**Extracted information:**

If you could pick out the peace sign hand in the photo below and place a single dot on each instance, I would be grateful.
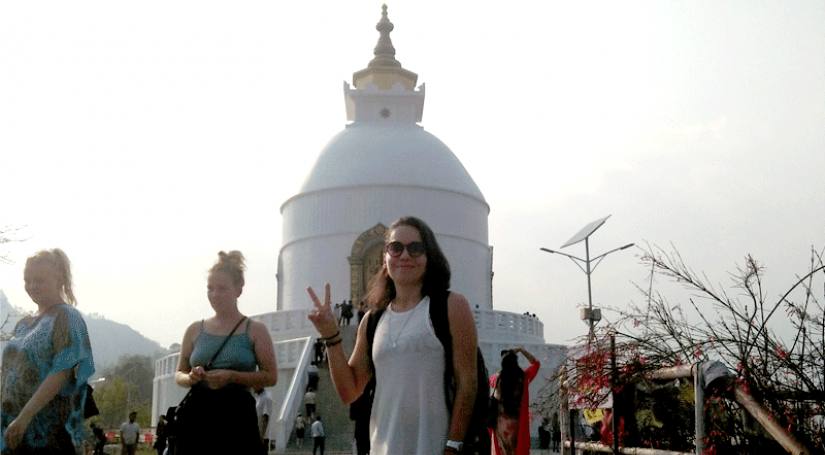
(321, 316)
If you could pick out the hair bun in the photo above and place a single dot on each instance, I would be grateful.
(233, 257)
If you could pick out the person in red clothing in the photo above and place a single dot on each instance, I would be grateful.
(511, 436)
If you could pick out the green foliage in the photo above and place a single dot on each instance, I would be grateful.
(125, 387)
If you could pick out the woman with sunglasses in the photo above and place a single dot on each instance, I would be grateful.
(408, 413)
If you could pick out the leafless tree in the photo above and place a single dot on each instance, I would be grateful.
(773, 345)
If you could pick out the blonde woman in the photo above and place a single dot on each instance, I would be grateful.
(46, 364)
(223, 413)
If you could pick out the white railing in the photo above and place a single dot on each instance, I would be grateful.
(294, 395)
(286, 324)
(508, 327)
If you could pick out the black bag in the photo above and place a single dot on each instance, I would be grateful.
(90, 406)
(477, 437)
(492, 408)
(182, 420)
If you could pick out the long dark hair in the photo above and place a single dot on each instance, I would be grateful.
(511, 384)
(436, 277)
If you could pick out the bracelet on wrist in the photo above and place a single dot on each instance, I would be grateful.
(332, 343)
(331, 336)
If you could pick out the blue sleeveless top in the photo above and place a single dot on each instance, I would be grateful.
(41, 346)
(238, 354)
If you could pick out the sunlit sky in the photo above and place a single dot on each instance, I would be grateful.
(143, 137)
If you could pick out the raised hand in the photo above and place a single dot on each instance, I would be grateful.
(321, 315)
(216, 379)
(197, 375)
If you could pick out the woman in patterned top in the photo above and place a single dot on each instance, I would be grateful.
(223, 417)
(46, 364)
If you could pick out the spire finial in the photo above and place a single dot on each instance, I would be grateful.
(384, 50)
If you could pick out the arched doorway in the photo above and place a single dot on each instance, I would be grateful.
(365, 261)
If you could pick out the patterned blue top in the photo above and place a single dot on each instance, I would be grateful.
(55, 341)
(238, 354)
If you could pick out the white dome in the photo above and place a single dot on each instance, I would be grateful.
(389, 154)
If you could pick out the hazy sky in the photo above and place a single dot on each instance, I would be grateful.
(143, 137)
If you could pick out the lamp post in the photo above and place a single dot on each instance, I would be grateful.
(589, 314)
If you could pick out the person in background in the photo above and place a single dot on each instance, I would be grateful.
(129, 434)
(300, 430)
(263, 406)
(318, 435)
(555, 426)
(409, 414)
(309, 402)
(221, 403)
(544, 434)
(161, 435)
(46, 365)
(99, 439)
(511, 436)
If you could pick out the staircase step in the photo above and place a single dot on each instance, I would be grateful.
(334, 414)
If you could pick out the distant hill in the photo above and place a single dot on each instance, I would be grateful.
(110, 339)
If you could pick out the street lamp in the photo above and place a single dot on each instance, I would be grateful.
(588, 314)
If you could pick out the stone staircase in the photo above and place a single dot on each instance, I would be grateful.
(334, 414)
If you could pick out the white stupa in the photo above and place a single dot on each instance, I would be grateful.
(382, 166)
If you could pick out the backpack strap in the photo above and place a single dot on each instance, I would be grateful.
(439, 317)
(372, 324)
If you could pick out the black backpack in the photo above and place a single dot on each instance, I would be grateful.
(477, 438)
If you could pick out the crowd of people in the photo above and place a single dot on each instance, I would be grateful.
(398, 362)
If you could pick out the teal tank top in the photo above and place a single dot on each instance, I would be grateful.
(238, 354)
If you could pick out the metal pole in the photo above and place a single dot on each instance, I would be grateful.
(564, 414)
(589, 292)
(614, 379)
(573, 422)
(699, 408)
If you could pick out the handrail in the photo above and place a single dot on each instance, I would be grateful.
(289, 408)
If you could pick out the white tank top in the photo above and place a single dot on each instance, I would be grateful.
(409, 415)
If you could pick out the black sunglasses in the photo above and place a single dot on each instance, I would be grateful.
(396, 248)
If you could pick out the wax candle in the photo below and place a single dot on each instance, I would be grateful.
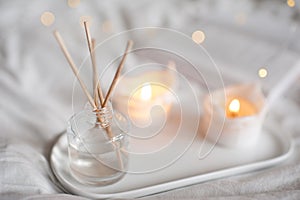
(233, 116)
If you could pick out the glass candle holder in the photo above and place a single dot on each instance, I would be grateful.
(97, 146)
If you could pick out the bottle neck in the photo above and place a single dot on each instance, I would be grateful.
(103, 116)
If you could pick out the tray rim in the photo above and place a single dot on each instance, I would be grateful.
(179, 183)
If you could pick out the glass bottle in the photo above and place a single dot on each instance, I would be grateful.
(97, 146)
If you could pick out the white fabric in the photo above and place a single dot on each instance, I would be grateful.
(36, 82)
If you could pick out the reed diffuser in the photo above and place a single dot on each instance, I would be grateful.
(96, 135)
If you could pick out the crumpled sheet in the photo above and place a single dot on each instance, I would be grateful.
(36, 94)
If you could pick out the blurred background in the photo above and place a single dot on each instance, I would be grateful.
(231, 41)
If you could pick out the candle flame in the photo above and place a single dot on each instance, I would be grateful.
(146, 92)
(234, 106)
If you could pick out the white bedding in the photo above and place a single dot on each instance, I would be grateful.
(36, 83)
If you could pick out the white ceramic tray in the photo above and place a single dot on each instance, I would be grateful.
(274, 147)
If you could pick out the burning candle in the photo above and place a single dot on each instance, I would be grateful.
(233, 117)
(137, 96)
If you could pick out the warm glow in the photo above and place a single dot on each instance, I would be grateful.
(234, 106)
(262, 73)
(84, 18)
(107, 26)
(146, 92)
(198, 37)
(291, 3)
(47, 18)
(73, 3)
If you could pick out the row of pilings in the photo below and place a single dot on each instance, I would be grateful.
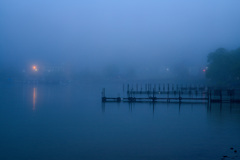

**Exercise:** Print all of the items above word for word, leaving out the pictures.

**Response to the task:**
If you could pick out the peace sign hand in the photo below and place a single dot on each instance, I would be grateful.
(321, 316)
If you could pick out the hair bun in the photo above and place a single dot on each instance, I would be grateful.
(233, 257)
If you could pick out the person in red clothing in the photo above and place a single dot on each instance, I would be grateful.
(511, 436)
If you could pick out the green foliage in the photo above and place a single dot on each instance, I would be grateful.
(125, 387)
If you could pick out the woman with sunglasses in the photo above and place a single dot on each instance, I would be grateful.
(408, 413)
If you could pick out the leafless tree in the photo above and place a single dot on each instance, I would be grateful.
(773, 345)
If you could pick out the blonde woman in the photo above and place a single dot on each instance, I would be grateful.
(46, 364)
(223, 413)
If you could pick out the white railing in the photo above and place a single dot on each instance, I would be grateful.
(294, 395)
(286, 324)
(508, 327)
If you could pick out the black bag in the photo above and place a single dot on each instance, I would be grateful.
(90, 406)
(477, 437)
(492, 408)
(182, 420)
If you could pick out the long dark hair in the photo above and place a single dot on each instance, I would be grateful.
(511, 384)
(436, 277)
If you could pick out the bracelet on wrist in the photo above and place a single dot on each instance, I would be grateful.
(332, 343)
(331, 336)
If you could pick out the blue sleeveless top in the photo above and place a single dot on each instance, I would be grateful.
(41, 346)
(238, 354)
If you could pick out the sunlit sky in the photo above and place a single dot on each instance, I would be grateful.
(143, 137)
If you could pick out the raised hand in the photo above and place a single dot on each instance, I would be grateful.
(321, 315)
(216, 379)
(197, 375)
If you could pick out the woman in patterned top in the photo above and place a single dot on each instance, I would be grateful.
(223, 417)
(46, 364)
If you could pick out the spire finial in the photo above and place a single dot on each instance, I would be grateful.
(384, 50)
If you could pick out the arched doorway in the photo above and place a single dot on each instance, I would be grateful.
(365, 261)
If you could pick out the patterned blue top in the photo above and place a single dot on each instance, I would be grateful.
(55, 341)
(238, 354)
If you could pick out the white dome in the photo above and place a single dot on each instance, I would be grateful.
(389, 154)
If you could pick out the hazy sky in the photo above and place a single dot on each instance, I would be grateful.
(143, 137)
If you could pick out the lamp post in the photo above and place a single dot on each instance, I would be grateful.
(589, 314)
If you could pick out the person in background in the photo above and place a single dot on each instance, I would be grateful.
(129, 434)
(300, 430)
(263, 406)
(318, 435)
(555, 426)
(409, 414)
(309, 402)
(221, 403)
(544, 434)
(161, 435)
(46, 365)
(99, 439)
(511, 436)
If you could pick out the staircase step in the photo above and place a single dot on each instance, I would be grateful.
(334, 414)
If you could pick out the distant hill in the photo above and place a single dot on each instance, I would be grateful.
(110, 339)
If you could pick out the street lamp in the photo above and place a single dot on each instance, I would be grateful.
(588, 314)
If you could pick out the stone staircase in the photo above and place a single dot on each instance, I would be grateful.
(334, 414)
If you could pick out the white stupa in the photo above and place a single dot on each instance, I would be grateful.
(382, 166)
If you could pick out the backpack strap in the photo above and place a single dot on each instance, I would be grateful.
(439, 317)
(372, 324)
If you could pick out the black backpack in the photo above and place a single dot on each instance, I would be grateful.
(477, 438)
If you could pick out the crowd of people in the photo above and place a single dot on each instance, I would be grateful.
(398, 362)
If you could pick out the teal tank top in the photo above and place a single dot on each instance, I would be grateful.
(238, 354)
If you could pick out the metal pole in the photo above and place a single dot on each instance, I would be grateful.
(564, 414)
(589, 292)
(614, 379)
(573, 422)
(699, 408)
If you could pick out the handrail in the photo above and place a single dot on each instance, I would be grateful.
(289, 408)
If you could pick out the white tank top in the photo above and place a single dot on each instance, I would be grateful.
(409, 415)
If you could pick out the black sunglasses in the photo above and place a single dot on each instance, I would be grateful.
(396, 248)
If you could pick out the wax candle in the photo below and place a single dot on each instance, I would be grateful.
(233, 116)
If you could pick out the glass candle holder in the photo above and place a single dot on each instance, I would be grateful.
(97, 146)
If you could pick out the bottle neck in the photo above and place a single dot on each instance, I would be grateful.
(103, 116)
If you could pick out the tray rim in the photo above and place a single dot on each instance, I would be grateful.
(179, 183)
If you could pick out the glass bottle in the photo above and place a single dot on each instance, I would be grateful.
(97, 146)
If you could pick out the white fabric in the photo above and place a single dot on each instance, I would be grateful.
(36, 82)
If you could pick out the reed diffuser in the photo above and place a single dot on each instance, I would be grateful.
(96, 135)
If you could pick out the crumpled sheet in the photo above and place a single dot on each instance, I would be grateful.
(36, 94)
If you could pick out the blurred background in the photo above and place a single dot on each instance, I would be grateful.
(231, 41)
If you could pick out the candle flame in the photo above and place a single dot on each instance, I would be grateful.
(146, 92)
(234, 106)
If you could pick out the white bedding in the photo above and place a single dot on each instance, I would be grateful.
(36, 83)
If you could pick out the white ceramic tray in the photo above and place a single dot on each instance, I would be grateful.
(274, 147)
If you could pick out the burning candle in the photo above and place a single dot on each instance, I would be grateful.
(233, 117)
(137, 96)
If you could pick out the warm glow in the photo above and place a single dot on each instance, I would be grateful.
(234, 106)
(262, 73)
(84, 18)
(107, 26)
(146, 92)
(198, 37)
(291, 3)
(47, 18)
(73, 3)
If you could pick out the row of pilings in the photo below and place a single dot on each instance, I would be grateful.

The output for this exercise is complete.